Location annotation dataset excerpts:
#####

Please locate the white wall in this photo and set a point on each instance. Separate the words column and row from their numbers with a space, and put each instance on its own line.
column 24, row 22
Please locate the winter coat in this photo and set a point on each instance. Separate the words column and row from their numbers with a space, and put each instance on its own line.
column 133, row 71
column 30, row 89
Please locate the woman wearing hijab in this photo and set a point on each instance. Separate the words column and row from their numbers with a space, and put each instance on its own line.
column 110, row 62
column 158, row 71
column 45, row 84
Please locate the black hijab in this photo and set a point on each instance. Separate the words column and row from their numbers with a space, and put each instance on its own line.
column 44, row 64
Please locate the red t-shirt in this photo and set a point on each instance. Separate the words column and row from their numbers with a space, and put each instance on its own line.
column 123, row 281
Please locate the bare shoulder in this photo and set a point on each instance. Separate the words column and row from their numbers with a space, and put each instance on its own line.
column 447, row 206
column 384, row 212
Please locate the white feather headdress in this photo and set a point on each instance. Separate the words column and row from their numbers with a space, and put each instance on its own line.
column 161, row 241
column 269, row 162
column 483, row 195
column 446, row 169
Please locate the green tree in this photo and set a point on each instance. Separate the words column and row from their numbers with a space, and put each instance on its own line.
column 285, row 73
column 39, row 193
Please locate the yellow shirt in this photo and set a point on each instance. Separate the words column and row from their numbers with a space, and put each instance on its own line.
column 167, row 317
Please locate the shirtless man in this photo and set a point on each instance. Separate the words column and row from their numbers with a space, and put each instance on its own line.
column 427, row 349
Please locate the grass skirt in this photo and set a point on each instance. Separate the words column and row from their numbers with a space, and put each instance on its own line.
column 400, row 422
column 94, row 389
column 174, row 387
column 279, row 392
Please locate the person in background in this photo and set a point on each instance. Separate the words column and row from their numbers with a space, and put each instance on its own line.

#####

### Goal of the exercise
Copy out the items above word for word, every one of them, with nothing changed.

### Written response
Please locate the white wall in this photo and set a point on each instance. Separate the words column and row from their numbers with a space, and put each instance on its own line.
column 24, row 22
Please locate the winter coat in this photo and set a point on each instance. Separate the words column and row from their numbers with a space, and put each instance on its own line.
column 133, row 71
column 30, row 89
Please locate the woman wearing hijab in this photo and set a point on each instance. Separate the words column and row from their numbers with a space, and put each instance on its own line.
column 110, row 62
column 158, row 71
column 45, row 84
Please locate the black hijab in this photo and set a point on each instance. Separate the words column and row from their numbers with a space, and put each instance on its own line.
column 44, row 64
Please locate the red t-shirt in this photo and set a point on each instance. Separate the words column and row from their numbers with a space, and put each instance on its own line.
column 123, row 281
Please locate the bare shoulder in this photo and set a point on each instance. Separate the words column and row from their numbers with a space, and put each instance on its own line.
column 447, row 206
column 384, row 212
Please locate the white feather headdress in this photo and set a point on each instance. Separate the words column and row from their numbers with a space, and put each instance on its own line.
column 161, row 241
column 269, row 162
column 483, row 195
column 446, row 169
Please locate the green tree in this photo and set a point on each instance. Separate the words column and row from their numbers with a space, and put each instance on its own line.
column 285, row 73
column 39, row 193
Please locate the yellow shirt in this photo and set a point on each instance. Separate the words column and row from their numbers with a space, and put each instance on its own line.
column 167, row 317
Please locate the shirtless man in this photo and set a point on each instance. Separate the words column and row from their numbers with a space, and put each instance on its own line.
column 427, row 349
Please locate the grass skirt in this photo and set a point on each instance. Separate the words column and row from their numbers with a space, and put each instance on its own line.
column 400, row 422
column 94, row 389
column 174, row 387
column 279, row 392
Please locate the person in background in this photo and set a point on each instance. Separate the words column and row from their numbers with a space, and put each instance on its own line.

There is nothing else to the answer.